** start of Document excerpt **

U.S Core Consumer Prices Beat Expectations

The cost of living in the U.S. excluding food and fuel rose more than forecast in February, reflecting broad-based gains that helped keep a floor under inflation.

The so-called core consumer-price index climbed 0.2 percent for a second month, a Labor Department report showed Tuesday in Washington. The median forecast of economists surveyed by Bloomberg called for a 0.1 percent increase. Prices overall also climbed 0.2 percent, the first advance in four months, as fuel costs stabilized.

An improving job market is helping underpin consumer confidence, giving American companies a little more pricing power. Members of the Federal Reserve’s policy making Federal Open Market Committee are looking for inflation to accelerate and close in on their 2 percent target as they weigh the timing of their first interest rate increase since 2006.

“You’re going to see some floor built into prices,” said Jacob Oubina, a senior U.S. economist at RBC Capital Markets LLC in New York, which correctly forecast the increase in core prices. For the Fed, the report “will give them confidence that headline inflation will be near 2 percent in the medium-term, which is all they want at this point.”

** end of Document excerpt **
** start of Information shown **

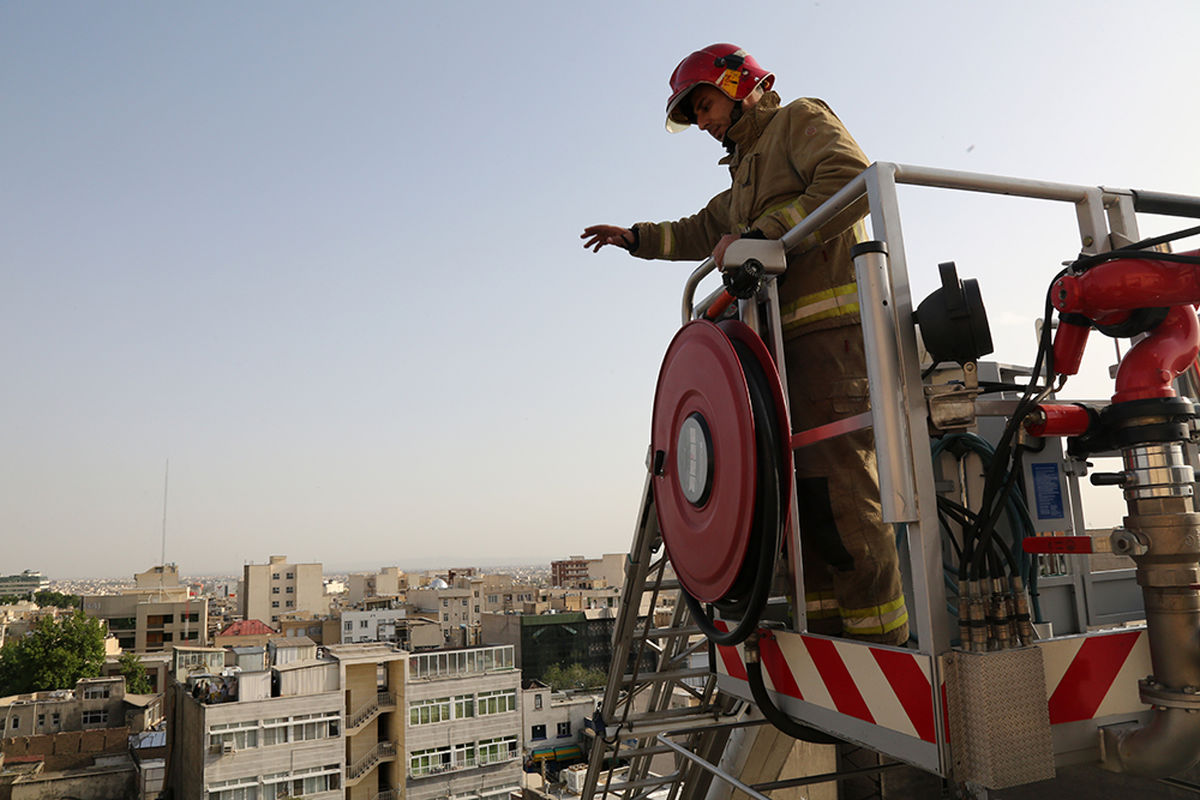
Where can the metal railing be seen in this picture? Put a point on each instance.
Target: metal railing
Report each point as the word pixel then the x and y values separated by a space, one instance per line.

** end of Information shown **

• Exercises to complete:
[1] In the consumer prices article, what increase in core prices did the median forecast of economists surveyed by Bloomberg call for?
[2] Name every organization mentioned in the consumer prices article.
[3] Please write a continuation of the consumer prices article, starting after its final sentence.
The listing has no connection to the consumer prices article.

• Answers below:
[1] A 0.1 percent increase.

[2] Labor Department, Bloomberg, Federal Reserve, Federal Open Market Committee, RBC Capital Markets LLC

[3]
Stock-index futures held earlier gains after the report and the yields on Treasury securities were little changed. The contract on the Standard & Poor’s 500 Index maturing in June rose 0.1 percent to 2,096.6 at 8:45 a.m. in New York. The yield on the benchmark 10-year note was 1.89 percent compared with 1.91 percent late on Monday.

Survey Results

The forecast for core consumer prices was based on the median of 85 economists in a Bloomberg survey, and estimates ranged from little change to a 0.3 percent increase. On a year-over-year basis, core prices climbed 1.7 percent in February after rising 1.6 percent in the 12 months through January.
The overall measure was projected to rise 0.2 percent, according to the survey median. Consumer prices were little changed in the 12 months ended February after falling 0.1 percent in the year through January.

Fed officials are keeping a close eye on inflation and need to be “reasonably confident” price growth will move toward their goal before they raise benchmark interest rates.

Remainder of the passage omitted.